What you have to do:
Could you copy the material word for word, from its first line through the line that contains "[[[0,0],[0,87],[212,83],[312,94],[312,1]]]", including that line?

Dataset entries:
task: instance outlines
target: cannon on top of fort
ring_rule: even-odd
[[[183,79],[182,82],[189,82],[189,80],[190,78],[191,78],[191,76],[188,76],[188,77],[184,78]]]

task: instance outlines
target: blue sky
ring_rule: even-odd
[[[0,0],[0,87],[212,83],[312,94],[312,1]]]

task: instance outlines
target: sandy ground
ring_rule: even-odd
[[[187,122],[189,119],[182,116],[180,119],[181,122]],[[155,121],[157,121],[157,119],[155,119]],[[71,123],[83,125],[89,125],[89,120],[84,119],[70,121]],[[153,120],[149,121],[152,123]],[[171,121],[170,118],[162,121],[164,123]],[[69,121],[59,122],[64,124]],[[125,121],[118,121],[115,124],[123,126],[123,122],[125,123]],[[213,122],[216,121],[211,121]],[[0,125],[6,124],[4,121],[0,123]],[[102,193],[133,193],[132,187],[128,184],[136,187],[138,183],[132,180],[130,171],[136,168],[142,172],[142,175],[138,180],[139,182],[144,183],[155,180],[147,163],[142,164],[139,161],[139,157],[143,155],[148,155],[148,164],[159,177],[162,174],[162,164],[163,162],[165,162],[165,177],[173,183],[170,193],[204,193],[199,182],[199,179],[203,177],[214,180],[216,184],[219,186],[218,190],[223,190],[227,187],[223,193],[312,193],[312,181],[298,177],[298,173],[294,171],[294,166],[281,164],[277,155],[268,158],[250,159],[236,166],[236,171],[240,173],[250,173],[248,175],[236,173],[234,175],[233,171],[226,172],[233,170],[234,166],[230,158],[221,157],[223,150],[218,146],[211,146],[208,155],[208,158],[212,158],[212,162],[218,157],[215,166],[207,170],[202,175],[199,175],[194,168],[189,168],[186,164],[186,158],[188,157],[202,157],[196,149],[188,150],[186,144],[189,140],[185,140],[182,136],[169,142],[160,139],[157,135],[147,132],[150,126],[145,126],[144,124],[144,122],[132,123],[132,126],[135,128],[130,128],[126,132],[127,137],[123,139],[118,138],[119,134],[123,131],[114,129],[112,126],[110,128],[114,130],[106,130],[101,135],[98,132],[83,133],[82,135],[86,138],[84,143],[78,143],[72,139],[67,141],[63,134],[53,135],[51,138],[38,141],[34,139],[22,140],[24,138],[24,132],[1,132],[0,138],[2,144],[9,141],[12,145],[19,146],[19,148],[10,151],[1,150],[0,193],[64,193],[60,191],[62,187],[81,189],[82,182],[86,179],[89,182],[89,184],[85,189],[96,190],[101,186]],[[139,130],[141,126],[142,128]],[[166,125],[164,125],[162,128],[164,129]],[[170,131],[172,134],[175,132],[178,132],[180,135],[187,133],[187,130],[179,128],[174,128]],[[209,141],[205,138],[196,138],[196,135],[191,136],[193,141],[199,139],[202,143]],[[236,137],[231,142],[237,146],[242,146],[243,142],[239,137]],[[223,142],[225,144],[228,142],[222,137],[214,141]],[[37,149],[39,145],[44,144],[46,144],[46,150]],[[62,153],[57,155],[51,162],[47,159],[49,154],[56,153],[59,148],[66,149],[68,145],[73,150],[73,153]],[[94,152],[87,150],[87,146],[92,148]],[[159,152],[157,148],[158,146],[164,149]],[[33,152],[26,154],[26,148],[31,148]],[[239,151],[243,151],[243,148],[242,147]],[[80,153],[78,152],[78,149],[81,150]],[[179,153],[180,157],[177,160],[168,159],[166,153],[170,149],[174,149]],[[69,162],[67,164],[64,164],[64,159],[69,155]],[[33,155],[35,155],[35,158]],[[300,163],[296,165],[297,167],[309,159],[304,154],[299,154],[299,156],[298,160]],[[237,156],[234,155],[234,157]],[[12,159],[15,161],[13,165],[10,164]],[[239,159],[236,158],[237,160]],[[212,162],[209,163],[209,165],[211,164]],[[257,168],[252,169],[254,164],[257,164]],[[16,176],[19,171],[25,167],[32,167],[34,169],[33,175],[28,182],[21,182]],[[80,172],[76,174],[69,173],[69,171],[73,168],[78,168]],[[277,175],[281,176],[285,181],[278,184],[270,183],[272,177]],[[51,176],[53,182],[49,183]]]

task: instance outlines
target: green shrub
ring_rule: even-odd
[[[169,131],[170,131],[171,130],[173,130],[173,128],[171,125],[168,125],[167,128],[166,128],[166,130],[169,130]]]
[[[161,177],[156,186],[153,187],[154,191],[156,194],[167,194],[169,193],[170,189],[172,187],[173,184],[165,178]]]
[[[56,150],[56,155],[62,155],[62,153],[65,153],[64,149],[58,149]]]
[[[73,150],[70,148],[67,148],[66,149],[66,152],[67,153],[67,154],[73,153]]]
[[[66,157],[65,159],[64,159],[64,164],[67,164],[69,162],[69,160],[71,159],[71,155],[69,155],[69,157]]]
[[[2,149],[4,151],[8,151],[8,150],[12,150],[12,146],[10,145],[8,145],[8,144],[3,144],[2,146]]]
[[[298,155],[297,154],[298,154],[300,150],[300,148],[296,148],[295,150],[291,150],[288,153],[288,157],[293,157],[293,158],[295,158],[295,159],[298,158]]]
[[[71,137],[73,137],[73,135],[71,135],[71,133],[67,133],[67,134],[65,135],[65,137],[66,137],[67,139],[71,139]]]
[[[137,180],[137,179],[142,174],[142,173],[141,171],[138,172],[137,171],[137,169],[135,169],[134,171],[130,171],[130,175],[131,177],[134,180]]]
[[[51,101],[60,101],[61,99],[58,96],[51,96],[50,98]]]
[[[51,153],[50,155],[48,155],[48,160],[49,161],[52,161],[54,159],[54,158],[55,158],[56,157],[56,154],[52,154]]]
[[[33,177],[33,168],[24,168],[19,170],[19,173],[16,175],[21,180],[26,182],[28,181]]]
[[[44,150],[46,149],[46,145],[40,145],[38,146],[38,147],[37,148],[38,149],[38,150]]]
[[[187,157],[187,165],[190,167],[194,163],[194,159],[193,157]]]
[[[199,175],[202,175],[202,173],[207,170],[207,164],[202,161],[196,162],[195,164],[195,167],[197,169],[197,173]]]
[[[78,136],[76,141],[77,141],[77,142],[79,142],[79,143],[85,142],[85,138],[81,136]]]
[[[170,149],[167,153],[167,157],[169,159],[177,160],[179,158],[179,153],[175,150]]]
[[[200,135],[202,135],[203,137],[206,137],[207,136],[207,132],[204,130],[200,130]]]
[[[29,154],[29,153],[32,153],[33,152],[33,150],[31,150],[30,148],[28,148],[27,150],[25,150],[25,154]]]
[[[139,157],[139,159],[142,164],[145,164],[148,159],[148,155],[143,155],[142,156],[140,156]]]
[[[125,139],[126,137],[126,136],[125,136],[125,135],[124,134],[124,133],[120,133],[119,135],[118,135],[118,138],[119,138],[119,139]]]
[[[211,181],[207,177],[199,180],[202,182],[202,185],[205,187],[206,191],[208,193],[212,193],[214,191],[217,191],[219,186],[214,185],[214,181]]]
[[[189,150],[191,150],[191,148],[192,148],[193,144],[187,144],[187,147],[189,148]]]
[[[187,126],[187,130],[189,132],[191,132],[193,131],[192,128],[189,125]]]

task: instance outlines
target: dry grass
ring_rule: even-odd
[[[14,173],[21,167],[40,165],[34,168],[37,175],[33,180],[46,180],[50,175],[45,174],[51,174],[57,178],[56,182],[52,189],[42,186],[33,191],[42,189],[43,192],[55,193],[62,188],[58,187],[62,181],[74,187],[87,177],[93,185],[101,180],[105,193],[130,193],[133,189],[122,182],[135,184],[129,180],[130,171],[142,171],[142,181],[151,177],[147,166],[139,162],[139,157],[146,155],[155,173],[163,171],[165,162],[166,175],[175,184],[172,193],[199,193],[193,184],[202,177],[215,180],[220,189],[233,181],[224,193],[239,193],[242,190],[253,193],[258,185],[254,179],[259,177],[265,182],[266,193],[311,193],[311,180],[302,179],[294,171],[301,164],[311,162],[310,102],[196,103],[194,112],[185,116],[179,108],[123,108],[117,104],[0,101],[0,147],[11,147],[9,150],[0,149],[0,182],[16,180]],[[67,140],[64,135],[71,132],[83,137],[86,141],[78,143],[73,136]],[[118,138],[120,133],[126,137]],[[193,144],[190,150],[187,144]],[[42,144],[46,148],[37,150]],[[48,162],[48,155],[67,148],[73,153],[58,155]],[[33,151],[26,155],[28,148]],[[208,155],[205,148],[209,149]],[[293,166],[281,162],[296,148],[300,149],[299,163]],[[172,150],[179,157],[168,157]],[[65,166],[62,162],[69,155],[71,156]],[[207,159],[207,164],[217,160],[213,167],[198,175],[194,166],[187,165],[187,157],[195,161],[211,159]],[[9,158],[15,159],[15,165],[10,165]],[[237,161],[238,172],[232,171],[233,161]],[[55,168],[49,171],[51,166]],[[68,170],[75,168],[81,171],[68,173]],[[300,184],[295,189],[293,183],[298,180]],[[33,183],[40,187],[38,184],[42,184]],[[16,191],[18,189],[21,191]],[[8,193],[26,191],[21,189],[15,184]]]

Task output:
task: instance outlines
target: cannon on top of fort
ring_rule: even-odd
[[[183,79],[182,82],[189,82],[189,80],[190,78],[191,78],[191,76],[188,76],[188,77],[184,78]]]

task: instance outlines
target: blue sky
ring_rule: even-odd
[[[0,0],[0,87],[212,83],[312,94],[312,1]]]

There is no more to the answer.